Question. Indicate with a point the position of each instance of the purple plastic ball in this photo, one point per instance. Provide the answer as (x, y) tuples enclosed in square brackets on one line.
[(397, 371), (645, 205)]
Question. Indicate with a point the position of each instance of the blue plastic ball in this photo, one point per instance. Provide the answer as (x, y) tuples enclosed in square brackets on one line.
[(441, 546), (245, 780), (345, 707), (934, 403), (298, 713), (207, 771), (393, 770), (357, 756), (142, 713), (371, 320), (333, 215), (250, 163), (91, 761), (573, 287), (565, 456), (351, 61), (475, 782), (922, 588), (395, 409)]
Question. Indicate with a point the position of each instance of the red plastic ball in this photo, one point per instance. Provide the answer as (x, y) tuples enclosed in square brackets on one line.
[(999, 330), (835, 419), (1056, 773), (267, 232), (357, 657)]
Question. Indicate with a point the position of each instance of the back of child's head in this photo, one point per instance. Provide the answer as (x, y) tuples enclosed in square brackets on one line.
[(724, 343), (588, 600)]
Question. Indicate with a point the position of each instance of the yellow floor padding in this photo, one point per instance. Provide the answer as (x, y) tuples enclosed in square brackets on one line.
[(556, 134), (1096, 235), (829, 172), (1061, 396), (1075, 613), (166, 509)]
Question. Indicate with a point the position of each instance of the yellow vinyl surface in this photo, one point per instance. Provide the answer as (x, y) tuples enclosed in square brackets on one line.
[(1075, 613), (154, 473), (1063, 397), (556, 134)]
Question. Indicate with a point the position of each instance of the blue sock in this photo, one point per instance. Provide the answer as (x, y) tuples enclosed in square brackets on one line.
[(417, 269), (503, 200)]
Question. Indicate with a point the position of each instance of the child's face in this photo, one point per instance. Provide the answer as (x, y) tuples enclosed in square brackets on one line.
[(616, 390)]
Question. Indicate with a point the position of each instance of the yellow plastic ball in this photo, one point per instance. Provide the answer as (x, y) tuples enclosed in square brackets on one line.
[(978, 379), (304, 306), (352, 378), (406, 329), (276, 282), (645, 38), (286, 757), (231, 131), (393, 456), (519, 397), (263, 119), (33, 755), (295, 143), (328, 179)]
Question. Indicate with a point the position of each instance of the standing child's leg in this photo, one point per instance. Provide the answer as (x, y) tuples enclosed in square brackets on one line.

◆ **WORK TASK**: Your response must consist of all the records, retyped exactly.

◆ **ANSWER BOX**:
Question. Indicate with a point the position of each instance of the purple plastic ball in this photo, one point per instance. Provide the answer as (x, y) tuples enclosed in square brackets on one line.
[(397, 371), (645, 205)]
Question. Indicate with a point the position of each instance of the blue plastic ball in this photo, one point per instance. Provide the answer as (x, y) tuples enclosed in square brackets on one line.
[(441, 546), (245, 780), (345, 707), (934, 403), (298, 713), (207, 771), (393, 770), (357, 756), (142, 713), (371, 320), (333, 215), (250, 163), (91, 761), (573, 287), (565, 456), (351, 61), (475, 782), (922, 588), (395, 409)]
Question. Indicate with a point the position of each instance of the red plastic ball in this photo, one point per instance. Provide the answer as (x, y) tuples enclosed in square brackets on one line.
[(999, 330), (835, 419), (1056, 773), (267, 232), (357, 657)]
Question. Indicate with a point the position of each instance of the back of child's head in this photo, one point per instance. Provide the answer as (x, y) tuples enclosed in square brackets on one line.
[(724, 343), (588, 600)]
Question. Indicate with a point the position of each instance of the yellow floor padding in this photo, one point per instance. Provide the answer as (x, y) tuples enclosed in square brackets on one line.
[(556, 134), (1096, 235), (829, 172), (1061, 396), (1075, 613), (166, 509)]
Question. Indicate with a point the position of each instance of the yellow vinyl surface in this photo, one point per instance. Provide the answer as (x, y) tuples enclosed in square brackets on one line.
[(1075, 613), (154, 473), (1063, 397), (556, 134)]
Question. Indicate with a point the position of each instance of the blue sock in this photo, one point per instance. Provide the answer as (x, y) tuples enclosed in square brackets on one line.
[(417, 269), (503, 200)]
Question. Indicate with a point the position of each instance of the child's face in this photo, one point per instance. Provide the answer as (x, y) tuples enclosed in square brackets on one line.
[(616, 390)]
Question. Indicate with a point the position of each instance of the yellow plastic ball in this photo, one point per instance. Provide the answer as (x, y) tuples enclosed in square brackets on one line.
[(978, 379), (304, 306), (352, 378), (406, 329), (276, 282), (645, 38), (286, 757), (231, 131), (393, 456), (519, 397), (263, 119), (33, 755), (295, 143), (328, 179)]
Question. Indicate with a point the position of each instance of the standing child's leg in this photo, one point per instance. Provide the answer as (x, y) tuples enclosed in square brackets on one line.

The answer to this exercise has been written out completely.